:: TRECHO FORNECIDO

A primeira limitação reduziu o número total de mensagens reenviadas em 30% e, a segunda diminuiu em 70% a quantidade de mensagens frequentemente compartilhadas. Não há outra plataforma de mensagens que tenha introduzido de forma tão incisiva restrições ao seu uso.

A proposta de rastreabilidade de mensagens privadas prevista no art. 10 do PL 2630/2020 deve ser analisada a partir das premissas do produto.

Além de ineficiente, por desconsiderar como se dá o fluxo de informação na rede e porque as cadeias de encaminhamento são facilmente interrompidas e manipuladas, é desproporcional e preocupante, por atacar a privacidade dos brasileiros.

A rastreabilidade implicaria na investigação criminal do usuário comum e não atingiria o objetivo central: enfrentar a desinformação profissional.

::::
:: LISTA DE REGISTROS

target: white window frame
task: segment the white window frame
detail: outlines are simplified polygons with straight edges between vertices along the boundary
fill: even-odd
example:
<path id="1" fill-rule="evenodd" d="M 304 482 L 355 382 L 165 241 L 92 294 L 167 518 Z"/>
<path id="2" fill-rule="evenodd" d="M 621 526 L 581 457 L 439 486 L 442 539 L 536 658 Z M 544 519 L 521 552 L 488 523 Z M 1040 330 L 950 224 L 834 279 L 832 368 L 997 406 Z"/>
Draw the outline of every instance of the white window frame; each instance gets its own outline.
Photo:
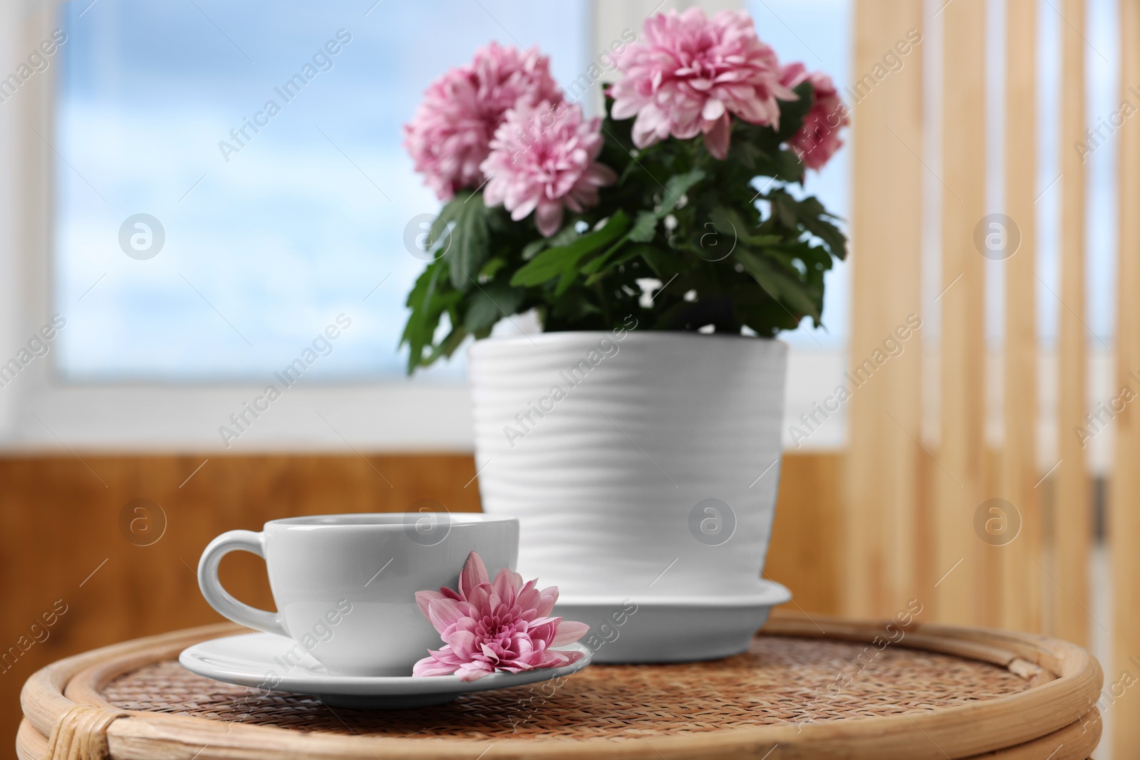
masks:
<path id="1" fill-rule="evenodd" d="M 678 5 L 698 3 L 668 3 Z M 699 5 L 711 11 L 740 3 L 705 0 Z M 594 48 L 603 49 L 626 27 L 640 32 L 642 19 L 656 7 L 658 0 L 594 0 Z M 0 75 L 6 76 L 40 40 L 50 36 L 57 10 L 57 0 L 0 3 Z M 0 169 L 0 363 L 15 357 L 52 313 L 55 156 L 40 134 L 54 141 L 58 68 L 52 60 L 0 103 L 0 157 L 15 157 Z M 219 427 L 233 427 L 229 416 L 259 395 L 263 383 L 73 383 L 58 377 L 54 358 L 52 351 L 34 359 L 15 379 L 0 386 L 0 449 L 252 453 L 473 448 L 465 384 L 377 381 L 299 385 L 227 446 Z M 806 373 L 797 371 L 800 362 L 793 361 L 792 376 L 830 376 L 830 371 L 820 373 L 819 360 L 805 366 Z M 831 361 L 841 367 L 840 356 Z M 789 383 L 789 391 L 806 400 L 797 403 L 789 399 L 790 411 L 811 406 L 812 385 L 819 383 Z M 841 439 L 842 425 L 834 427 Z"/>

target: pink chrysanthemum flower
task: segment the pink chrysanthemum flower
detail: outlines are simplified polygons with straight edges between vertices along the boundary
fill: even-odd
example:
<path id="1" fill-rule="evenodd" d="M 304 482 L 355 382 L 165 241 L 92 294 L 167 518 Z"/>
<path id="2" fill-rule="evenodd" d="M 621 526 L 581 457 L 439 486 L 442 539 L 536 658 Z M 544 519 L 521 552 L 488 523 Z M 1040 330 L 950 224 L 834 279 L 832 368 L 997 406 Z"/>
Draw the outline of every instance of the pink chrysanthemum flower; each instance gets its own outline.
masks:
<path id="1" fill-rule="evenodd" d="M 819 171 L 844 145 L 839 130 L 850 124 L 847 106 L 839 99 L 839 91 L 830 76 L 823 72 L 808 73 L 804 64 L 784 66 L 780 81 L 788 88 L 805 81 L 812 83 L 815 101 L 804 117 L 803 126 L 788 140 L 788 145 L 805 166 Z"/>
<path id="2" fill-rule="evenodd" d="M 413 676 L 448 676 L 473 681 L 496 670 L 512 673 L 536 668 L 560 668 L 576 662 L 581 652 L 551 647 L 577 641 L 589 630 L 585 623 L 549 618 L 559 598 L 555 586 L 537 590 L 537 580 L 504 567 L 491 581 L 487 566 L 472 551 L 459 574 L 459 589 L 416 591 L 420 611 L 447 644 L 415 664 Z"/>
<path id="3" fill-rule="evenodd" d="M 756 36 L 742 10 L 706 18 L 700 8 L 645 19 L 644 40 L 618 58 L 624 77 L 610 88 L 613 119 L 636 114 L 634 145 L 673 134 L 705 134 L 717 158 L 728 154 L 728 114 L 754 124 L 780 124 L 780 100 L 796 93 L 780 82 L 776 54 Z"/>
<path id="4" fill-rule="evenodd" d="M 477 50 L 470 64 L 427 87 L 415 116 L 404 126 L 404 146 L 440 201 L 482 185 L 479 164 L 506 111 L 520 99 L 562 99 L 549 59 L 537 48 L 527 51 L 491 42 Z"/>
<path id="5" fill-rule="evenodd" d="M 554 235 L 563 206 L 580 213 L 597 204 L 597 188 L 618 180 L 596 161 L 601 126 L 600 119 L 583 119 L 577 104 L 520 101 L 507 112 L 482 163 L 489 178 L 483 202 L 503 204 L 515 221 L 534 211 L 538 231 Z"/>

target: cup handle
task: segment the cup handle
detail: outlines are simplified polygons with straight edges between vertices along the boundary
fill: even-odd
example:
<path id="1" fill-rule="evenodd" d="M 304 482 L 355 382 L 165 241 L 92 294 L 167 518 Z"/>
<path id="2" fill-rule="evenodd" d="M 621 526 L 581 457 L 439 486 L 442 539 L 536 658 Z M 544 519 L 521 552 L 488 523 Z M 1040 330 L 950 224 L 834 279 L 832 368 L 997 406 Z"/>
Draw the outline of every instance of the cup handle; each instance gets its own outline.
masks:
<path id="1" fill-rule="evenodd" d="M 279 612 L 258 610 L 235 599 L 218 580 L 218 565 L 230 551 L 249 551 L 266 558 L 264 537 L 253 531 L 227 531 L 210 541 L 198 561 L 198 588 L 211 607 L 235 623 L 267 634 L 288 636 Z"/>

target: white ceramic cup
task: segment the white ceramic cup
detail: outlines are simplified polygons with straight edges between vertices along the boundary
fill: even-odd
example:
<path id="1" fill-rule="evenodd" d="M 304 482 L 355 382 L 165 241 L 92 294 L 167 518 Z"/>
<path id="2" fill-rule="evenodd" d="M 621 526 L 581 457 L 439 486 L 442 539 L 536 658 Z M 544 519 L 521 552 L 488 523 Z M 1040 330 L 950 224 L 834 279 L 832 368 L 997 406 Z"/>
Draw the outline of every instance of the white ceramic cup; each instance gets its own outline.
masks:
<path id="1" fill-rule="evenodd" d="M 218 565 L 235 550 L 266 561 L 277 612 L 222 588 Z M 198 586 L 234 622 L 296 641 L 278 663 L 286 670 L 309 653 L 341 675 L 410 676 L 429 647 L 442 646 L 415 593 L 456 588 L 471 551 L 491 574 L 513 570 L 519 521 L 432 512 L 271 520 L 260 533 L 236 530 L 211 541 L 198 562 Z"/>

::::

Verta para o inglês esta frase do texto sobre rastreabilidade de mensagens: "A rastreabilidade implicaria na investigação criminal do usuário comum e não atingiria o objetivo central: enfrentar a desinformação profissional."

▶ _RESPOSTA_
Traceability would entail the criminal investigation of the ordinary user and would not achieve the central objective: tackling professional disinformation.